▸ Extracto del documento
Terremoto en Italia: El Card. Parolin alude a “la capacidad del ser humano de levantarse”

Sistema de Información del Vaticano

(ZENIT – 31 Oct. 2017).- La fachada de esta basílica evidencia “la capacidad del ser humano de levantarse, de volver a esperar, a mirar al cielo, y con la fuerza de esta mirada, regresar a la tierra”, dijo en la homilía el Cardenal Pietro Carolin, Secretario de Estado del Vaticano.

Mons. Pietro Parolin celebró la Eucarística en el primer aniversario del terremoto en Nursia, Italia, el domingo, 29 de octubre de 2017, delante de la fachada de la basílica de San Benito.

“La fachada de esta basílica, enjaulada en el andamiaje de reconstrucción” –señaló Mons. Parolin– es el emblema del terremoto, pero “evidencia, aún más, la capacidad del ser humano de levantarse, de volver a esperar, a mirar al cielo, y con la fuerza de esta mirada, regresar a la tierra”.

Así, el cardenal exhortó: “Y poner toda la inteligencia, la habilidad, la imaginación y el esfuerzo al servicio de un rescate coral, para levantar, junto con las paredes de las casas, de los lugares de trabajo y de las iglesias, también la moral de las personas y de las comunidades y la alegría de vivir”.

[Entradas de un conjunto de datos de anotación]

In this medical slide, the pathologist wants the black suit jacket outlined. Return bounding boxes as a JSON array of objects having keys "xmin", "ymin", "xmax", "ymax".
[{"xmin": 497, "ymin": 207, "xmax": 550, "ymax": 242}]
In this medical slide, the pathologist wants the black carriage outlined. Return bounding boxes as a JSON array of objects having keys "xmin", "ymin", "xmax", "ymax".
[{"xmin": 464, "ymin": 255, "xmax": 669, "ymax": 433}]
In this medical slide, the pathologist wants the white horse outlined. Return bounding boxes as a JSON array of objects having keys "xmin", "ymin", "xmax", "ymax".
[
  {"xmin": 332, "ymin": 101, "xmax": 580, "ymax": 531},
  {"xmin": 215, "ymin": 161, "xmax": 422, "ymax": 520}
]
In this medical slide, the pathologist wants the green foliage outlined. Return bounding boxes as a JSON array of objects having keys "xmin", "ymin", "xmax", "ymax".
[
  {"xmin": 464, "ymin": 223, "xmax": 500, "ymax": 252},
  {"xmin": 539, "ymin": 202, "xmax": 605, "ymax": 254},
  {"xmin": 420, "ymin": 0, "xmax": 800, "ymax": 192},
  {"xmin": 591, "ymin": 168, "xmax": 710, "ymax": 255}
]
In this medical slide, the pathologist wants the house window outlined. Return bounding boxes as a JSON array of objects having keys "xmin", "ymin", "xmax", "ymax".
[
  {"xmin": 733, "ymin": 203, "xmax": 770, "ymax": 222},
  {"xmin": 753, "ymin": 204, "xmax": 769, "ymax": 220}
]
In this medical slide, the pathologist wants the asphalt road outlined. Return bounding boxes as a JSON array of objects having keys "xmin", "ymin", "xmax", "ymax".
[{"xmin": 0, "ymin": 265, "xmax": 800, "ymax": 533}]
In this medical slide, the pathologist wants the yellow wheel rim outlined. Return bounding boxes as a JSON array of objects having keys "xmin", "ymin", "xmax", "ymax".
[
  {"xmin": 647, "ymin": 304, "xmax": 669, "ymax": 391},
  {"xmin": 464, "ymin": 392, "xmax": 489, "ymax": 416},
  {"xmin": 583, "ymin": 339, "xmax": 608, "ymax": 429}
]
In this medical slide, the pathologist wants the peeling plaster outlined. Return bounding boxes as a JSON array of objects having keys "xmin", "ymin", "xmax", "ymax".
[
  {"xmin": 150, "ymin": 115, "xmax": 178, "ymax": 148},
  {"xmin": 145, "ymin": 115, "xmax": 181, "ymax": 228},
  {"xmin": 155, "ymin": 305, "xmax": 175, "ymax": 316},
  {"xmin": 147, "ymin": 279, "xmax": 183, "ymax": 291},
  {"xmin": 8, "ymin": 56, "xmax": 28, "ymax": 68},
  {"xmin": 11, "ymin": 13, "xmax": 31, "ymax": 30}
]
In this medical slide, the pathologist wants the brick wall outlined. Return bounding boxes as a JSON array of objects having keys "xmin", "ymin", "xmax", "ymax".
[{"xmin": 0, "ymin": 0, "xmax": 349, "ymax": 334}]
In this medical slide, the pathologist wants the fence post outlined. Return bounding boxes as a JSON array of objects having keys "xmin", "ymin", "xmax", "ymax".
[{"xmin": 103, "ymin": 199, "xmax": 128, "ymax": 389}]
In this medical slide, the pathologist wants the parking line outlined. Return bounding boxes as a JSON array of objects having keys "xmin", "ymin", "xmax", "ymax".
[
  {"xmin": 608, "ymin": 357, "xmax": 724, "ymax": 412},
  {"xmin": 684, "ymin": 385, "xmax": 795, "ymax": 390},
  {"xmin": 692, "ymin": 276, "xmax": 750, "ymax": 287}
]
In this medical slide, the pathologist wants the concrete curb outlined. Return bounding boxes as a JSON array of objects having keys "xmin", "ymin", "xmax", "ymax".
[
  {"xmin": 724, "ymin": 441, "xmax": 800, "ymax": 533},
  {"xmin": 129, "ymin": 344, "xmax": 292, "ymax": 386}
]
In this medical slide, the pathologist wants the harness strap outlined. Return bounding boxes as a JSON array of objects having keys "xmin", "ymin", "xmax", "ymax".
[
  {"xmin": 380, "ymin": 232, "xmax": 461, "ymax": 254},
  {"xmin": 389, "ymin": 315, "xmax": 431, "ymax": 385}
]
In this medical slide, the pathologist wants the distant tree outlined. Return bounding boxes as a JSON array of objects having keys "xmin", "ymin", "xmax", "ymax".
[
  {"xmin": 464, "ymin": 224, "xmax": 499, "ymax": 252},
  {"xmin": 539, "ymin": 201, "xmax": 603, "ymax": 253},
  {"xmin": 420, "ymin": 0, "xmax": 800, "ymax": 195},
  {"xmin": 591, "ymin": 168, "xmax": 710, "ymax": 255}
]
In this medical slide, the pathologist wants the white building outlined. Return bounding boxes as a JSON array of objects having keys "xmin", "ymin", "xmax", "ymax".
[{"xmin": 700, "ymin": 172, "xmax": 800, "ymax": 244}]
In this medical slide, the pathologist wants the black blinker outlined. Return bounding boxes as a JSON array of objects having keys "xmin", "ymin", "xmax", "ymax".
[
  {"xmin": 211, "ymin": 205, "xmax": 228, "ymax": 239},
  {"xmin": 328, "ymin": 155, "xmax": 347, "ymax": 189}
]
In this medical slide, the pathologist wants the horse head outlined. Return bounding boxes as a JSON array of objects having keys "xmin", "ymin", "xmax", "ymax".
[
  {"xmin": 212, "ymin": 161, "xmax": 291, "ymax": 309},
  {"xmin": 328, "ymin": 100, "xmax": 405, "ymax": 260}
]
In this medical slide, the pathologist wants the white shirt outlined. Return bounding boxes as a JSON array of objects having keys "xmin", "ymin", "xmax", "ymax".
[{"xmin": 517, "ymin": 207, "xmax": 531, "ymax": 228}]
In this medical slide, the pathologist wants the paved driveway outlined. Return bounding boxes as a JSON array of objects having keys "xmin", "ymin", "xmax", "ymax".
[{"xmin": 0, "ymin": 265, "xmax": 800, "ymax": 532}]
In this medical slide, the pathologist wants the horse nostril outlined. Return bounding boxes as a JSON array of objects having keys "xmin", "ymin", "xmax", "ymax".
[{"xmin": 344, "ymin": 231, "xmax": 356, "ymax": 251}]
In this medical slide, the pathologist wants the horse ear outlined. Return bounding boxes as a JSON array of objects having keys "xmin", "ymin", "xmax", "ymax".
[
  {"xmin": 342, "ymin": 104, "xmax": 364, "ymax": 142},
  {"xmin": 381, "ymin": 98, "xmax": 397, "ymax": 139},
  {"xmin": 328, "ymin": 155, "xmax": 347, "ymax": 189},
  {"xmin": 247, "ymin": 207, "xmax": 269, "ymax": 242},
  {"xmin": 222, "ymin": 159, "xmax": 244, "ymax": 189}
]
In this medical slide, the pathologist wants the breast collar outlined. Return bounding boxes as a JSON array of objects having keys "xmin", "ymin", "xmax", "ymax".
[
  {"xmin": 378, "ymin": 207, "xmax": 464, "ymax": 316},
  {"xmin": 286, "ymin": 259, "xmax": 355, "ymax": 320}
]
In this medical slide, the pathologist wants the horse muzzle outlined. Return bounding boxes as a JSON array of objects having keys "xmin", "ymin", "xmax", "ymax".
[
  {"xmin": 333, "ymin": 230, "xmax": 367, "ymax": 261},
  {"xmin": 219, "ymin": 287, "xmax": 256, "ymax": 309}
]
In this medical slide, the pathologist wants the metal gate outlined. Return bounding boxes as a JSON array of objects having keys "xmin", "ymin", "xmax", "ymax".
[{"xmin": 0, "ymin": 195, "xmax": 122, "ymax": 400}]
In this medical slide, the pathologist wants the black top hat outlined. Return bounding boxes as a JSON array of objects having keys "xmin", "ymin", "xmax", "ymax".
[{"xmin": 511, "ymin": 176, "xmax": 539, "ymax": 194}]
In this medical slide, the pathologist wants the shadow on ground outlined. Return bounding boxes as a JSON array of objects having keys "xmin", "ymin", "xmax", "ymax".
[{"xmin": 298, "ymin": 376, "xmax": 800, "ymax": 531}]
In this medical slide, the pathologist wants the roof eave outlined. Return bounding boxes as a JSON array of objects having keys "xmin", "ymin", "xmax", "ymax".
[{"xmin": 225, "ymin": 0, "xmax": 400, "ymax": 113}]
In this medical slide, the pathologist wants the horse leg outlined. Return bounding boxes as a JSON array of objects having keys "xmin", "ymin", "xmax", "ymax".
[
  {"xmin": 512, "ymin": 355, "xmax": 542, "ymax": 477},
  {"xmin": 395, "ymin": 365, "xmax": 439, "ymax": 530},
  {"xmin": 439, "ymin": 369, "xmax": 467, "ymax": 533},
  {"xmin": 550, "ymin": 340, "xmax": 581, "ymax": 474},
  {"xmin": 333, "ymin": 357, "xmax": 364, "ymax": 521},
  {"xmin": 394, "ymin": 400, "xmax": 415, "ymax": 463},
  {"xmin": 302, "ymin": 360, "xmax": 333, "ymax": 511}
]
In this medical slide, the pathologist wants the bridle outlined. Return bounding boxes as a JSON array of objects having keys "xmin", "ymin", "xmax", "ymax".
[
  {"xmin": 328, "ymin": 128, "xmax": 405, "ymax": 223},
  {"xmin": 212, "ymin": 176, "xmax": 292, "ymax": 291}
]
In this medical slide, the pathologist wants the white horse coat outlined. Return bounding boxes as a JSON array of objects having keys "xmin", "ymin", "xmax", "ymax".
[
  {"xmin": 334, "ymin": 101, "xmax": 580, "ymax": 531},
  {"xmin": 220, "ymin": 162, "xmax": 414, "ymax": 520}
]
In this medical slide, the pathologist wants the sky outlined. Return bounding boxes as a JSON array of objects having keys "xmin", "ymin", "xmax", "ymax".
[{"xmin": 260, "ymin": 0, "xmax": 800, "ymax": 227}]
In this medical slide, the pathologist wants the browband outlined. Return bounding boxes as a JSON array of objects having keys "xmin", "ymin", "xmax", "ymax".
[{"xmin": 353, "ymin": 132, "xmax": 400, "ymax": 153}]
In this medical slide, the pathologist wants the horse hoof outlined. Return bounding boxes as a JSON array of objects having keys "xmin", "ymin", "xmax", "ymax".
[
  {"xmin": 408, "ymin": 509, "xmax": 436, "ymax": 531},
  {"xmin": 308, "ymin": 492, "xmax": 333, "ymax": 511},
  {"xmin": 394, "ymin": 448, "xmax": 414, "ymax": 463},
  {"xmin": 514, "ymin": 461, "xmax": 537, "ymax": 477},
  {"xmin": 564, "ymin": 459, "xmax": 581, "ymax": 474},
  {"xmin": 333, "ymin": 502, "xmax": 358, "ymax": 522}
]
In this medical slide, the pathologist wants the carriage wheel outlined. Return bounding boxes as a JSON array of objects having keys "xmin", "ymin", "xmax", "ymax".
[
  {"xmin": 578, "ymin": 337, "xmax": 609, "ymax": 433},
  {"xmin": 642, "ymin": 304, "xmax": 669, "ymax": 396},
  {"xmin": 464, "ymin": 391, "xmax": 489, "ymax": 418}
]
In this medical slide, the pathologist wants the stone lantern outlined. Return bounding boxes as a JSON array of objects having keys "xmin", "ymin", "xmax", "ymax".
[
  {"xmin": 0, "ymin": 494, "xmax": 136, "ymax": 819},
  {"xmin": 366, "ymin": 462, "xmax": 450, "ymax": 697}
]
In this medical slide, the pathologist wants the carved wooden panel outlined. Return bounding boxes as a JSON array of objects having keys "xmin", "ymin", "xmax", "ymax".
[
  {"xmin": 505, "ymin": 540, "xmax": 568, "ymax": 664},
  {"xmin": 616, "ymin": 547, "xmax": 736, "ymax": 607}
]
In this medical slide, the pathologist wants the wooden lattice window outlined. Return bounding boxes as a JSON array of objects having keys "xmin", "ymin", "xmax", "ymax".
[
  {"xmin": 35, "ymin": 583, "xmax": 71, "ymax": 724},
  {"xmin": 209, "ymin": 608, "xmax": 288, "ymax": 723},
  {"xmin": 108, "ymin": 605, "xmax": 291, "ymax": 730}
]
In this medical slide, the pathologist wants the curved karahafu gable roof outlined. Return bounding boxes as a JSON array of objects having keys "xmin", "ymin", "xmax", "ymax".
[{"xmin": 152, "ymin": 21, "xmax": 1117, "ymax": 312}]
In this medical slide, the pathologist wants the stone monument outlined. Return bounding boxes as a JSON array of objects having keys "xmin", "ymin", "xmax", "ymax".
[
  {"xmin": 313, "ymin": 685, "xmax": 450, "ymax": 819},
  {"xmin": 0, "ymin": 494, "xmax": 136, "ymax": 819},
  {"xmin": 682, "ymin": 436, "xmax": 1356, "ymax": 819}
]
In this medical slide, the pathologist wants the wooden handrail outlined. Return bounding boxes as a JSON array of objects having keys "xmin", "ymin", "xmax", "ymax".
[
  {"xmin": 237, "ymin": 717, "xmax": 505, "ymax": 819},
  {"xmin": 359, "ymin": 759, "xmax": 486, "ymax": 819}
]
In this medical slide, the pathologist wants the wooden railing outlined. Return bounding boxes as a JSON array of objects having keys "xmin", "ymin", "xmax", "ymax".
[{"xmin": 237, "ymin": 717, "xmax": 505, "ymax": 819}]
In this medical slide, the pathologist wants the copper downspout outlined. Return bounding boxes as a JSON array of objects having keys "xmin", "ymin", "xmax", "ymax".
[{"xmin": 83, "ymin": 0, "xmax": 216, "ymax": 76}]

▸ Encargo 1
Responde con datos de la crónica sobre el aniversario del terremoto en Nursia:
(a) ¿Qué día celebró Mons. Pietro Parolin la Eucarística?
(b) ¿Delante de la fachada de qué basílica tuvo lugar la celebración?
(c) Según Mons. Parolin, ¿en qué está enjaulada esa fachada?
▸ Encargo 2
Traduce al inglés esta oración de la crónica sobre el terremoto en Nursia: "Mons. Pietro Parolin celebró la Eucarística en el primer aniversario del terremoto en Nursia, Italia, el domingo, 29 de octubre de 2017, delante de la fachada de la basílica de San Benito."
El listado es un material independiente del extracto.

▸ Respuesta correcta 1
(a) El domingo 29 de octubre de 2017.
(b) La basílica de San Benito.
(c) En el andamiaje de reconstrucción.

▸ Respuesta correcta 2
Msgr. Pietro Parolin celebrated the Eucharist on the first anniversary of the earthquake in Nursia, Italy, on Sunday, October 29, 2017, in front of the facade of the Basilica of Saint Benedict.